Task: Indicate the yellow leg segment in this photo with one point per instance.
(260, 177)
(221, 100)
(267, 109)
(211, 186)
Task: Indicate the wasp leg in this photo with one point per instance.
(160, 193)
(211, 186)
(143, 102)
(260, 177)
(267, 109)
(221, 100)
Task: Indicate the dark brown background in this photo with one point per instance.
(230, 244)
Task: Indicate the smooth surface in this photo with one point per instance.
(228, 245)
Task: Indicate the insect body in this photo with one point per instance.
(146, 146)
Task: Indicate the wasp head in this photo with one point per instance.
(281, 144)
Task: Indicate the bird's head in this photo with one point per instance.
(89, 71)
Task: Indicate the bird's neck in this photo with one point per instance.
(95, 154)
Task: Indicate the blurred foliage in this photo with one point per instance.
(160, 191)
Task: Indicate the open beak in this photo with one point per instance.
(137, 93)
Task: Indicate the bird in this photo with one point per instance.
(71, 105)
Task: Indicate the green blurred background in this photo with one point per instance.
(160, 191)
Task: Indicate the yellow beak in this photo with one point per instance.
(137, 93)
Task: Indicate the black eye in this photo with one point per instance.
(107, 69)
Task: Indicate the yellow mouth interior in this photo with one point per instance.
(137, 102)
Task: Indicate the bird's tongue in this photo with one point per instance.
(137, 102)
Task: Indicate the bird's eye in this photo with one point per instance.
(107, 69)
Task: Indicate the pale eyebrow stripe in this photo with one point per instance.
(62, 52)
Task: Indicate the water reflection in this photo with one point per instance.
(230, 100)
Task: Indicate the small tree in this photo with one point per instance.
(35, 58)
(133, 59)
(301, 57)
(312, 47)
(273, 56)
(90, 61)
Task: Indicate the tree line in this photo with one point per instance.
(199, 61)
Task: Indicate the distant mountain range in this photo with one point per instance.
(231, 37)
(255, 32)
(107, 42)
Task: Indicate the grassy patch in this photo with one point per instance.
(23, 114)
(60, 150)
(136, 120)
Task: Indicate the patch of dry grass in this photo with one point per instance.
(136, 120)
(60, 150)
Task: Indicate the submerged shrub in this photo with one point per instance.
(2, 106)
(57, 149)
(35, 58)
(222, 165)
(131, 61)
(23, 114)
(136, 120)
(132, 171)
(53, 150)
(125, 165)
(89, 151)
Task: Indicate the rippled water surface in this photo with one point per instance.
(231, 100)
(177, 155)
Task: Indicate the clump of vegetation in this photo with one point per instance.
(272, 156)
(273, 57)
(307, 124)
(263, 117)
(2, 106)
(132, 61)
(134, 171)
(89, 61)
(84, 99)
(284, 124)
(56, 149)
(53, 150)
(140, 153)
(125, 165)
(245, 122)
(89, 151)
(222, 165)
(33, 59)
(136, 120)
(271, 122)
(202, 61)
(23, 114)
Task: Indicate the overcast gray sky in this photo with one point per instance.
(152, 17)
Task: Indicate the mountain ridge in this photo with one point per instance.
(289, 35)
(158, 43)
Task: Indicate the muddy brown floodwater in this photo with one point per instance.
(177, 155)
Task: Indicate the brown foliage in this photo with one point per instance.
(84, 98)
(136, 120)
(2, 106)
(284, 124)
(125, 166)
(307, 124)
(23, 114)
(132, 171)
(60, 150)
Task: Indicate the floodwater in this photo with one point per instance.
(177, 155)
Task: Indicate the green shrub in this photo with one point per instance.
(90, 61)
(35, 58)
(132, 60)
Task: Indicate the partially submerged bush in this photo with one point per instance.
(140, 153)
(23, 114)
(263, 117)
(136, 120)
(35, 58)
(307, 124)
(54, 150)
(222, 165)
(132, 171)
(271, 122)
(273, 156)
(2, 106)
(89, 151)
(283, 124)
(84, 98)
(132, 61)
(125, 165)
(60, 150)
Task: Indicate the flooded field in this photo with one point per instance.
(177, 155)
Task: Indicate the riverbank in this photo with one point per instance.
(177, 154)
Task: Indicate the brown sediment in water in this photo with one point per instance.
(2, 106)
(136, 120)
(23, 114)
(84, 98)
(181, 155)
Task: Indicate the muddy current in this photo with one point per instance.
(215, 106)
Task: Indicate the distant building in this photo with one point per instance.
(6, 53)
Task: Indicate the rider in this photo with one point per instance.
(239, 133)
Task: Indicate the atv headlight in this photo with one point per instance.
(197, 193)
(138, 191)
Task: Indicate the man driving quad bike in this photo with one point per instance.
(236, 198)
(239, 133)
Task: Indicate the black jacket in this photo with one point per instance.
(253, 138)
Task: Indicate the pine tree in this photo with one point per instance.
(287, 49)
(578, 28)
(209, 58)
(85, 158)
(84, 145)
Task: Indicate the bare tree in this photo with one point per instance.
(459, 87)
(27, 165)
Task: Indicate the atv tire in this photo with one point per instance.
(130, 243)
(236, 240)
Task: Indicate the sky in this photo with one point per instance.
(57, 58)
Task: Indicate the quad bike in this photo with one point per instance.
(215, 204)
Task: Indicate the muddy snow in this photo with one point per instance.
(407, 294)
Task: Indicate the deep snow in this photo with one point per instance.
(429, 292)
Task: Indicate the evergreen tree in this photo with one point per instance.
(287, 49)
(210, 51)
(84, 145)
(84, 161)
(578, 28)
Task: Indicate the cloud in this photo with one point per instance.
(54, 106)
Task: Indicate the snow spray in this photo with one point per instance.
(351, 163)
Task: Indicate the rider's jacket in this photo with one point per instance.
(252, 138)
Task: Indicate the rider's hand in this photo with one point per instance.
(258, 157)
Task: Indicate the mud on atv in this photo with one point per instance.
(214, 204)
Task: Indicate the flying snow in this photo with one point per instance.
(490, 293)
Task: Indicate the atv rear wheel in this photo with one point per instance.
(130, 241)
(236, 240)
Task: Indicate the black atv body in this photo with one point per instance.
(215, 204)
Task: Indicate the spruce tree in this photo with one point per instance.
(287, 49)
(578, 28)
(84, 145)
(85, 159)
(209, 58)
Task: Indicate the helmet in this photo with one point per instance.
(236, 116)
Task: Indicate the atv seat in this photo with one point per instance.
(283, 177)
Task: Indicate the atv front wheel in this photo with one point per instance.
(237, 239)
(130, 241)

• • • •

* **Instructions to follow**: Your answer should hold exactly the lines from the one containing "Task: Indicate the atv front" to the last line of the data, both included, and no others.

* **Final answer**:
Task: Indicate the atv front wheel in this photo with one point per instance.
(237, 239)
(130, 241)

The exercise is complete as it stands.